Records from a collection

□ □ □ □ □ □ □

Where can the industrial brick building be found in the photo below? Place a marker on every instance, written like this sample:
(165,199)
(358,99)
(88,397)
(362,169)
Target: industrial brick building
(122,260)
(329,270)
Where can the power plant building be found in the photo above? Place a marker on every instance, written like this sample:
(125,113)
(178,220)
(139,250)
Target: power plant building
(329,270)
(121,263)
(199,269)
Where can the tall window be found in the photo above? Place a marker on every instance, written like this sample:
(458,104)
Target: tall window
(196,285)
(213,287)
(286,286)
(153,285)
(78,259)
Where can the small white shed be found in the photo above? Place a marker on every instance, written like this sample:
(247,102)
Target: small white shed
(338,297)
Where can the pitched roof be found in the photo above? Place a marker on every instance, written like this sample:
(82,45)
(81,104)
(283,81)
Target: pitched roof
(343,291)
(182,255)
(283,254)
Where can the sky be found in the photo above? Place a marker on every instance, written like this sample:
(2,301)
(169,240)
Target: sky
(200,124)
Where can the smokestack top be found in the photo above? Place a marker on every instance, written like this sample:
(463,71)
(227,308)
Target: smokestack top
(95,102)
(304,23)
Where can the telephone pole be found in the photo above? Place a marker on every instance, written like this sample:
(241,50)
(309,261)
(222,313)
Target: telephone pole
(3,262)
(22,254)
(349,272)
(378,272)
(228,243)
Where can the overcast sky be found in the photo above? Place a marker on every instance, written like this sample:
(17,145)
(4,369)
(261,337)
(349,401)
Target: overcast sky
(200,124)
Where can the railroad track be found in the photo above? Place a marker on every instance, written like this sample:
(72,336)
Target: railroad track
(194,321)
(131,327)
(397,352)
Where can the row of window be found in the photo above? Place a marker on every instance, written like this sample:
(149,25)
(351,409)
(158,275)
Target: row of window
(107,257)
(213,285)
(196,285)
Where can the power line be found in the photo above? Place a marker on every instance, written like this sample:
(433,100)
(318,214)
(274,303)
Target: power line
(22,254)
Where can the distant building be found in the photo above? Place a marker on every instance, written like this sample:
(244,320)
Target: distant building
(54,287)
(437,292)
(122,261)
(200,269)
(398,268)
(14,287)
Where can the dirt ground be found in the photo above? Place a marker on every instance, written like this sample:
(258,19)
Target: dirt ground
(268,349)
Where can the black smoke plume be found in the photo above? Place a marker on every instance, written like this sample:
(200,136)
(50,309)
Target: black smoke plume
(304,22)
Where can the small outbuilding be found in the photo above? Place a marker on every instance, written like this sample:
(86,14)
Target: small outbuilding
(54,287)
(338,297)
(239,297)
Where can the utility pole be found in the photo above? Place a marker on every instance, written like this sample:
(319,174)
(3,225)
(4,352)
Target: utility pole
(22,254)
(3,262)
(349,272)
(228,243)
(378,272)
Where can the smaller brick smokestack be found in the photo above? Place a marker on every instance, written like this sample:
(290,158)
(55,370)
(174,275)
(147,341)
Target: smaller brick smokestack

□ □ □ □ □ □ □

Instructions for the task:
Rewrite the records, starting at the line that contains "Where can the small outbuilding" and ending at the last line of the records. Change "utility pole" to "electric pole" and keep everything else the same.

The answer:
Where can the small outbuilding be found in the photo above? Place a marker on every instance, written like this sample:
(86,14)
Target: small outbuilding
(54,287)
(338,297)
(239,297)
Where can the electric pole be found in the photo above? Place a marker on every instance, written like this sample:
(319,174)
(3,225)
(4,352)
Target: electric pole
(22,254)
(3,262)
(349,272)
(228,243)
(378,272)
Where can the smaller brick smokestack be found in the photo above? Place a marker on every instance, written like this sample:
(290,158)
(55,370)
(174,275)
(147,341)
Target: smaller brick smokestack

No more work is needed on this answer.